STATED GOAL 1
Translate this sentence from the chapter overview into Spanish: "Natural Language Processing (NLP) is one of the most active fields in AI."
STATED GOAL 2
Update the chapter overview from "## 1. Chapter" up to and including "Large Language Models.", putting "Dickens" in place of "Shakespeare".
STATED GOAL 3
In the chapter overview, why do stateful RNNs preserve their hidden state across batches?

-- Begin QUOTED PASSAGE --

# Chapter 16: Natural Language Processing with RNNs and Attention

## 1. Chapter Overview
**Goal:** Natural Language Processing (NLP) is one of the most active fields in AI. In this chapter, we will build systems that can generate text (like Shakespeare), translate languages (English to Spanish), and understand context using **Attention Mechanisms**. We will culminate with the **Transformer** architecture, the foundation of modern Large Language Models.

**Key Concepts:**
* **Char-RNN:** Generating text character by character.
* **Stateful RNNs:** Preserving hidden state across batches for long sequences.
* **Sentiment Analysis:** Classifying text (positive/negative).
* **Encoder-Decoder Network:** The standard architecture for Neural Machine Translation (NMT).
* **Bidirectional RNNs:** Reading text forward and backward.
* **Beam Search:** Finding the most likely sequence of words, not just the greedy choice.
* **Attention Mechanisms:** Allowing the decoder to "focus" on specific parts of the input sentence.
* **The Transformer:** An architecture based entirely on Attention (Self-Attention, Multi-Head Attention), abandoning RNNs.

-- End QUOTED PASSAGE --
-- Begin STORED DATA --

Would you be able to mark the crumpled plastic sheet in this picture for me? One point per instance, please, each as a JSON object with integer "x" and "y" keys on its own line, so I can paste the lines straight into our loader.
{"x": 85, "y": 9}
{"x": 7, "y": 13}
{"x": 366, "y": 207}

-- End STORED DATA --

FULL SOLUTION 1
El procesamiento del lenguaje natural (PLN) es uno de los campos más activos de la IA.

FULL SOLUTION 2
## 1. Chapter Overview
**Goal:** Natural Language Processing (NLP) is one of the most active fields in AI. In this chapter, we will build systems that can generate text (like Dickens), translate languages (English to Spanish), and understand context using **Attention Mechanisms**. We will culminate with the **Transformer** architecture, the foundation of modern Large Language Models.

FULL SOLUTION 3
Stateful RNNs keep their hidden state across batches so they can handle long sequences.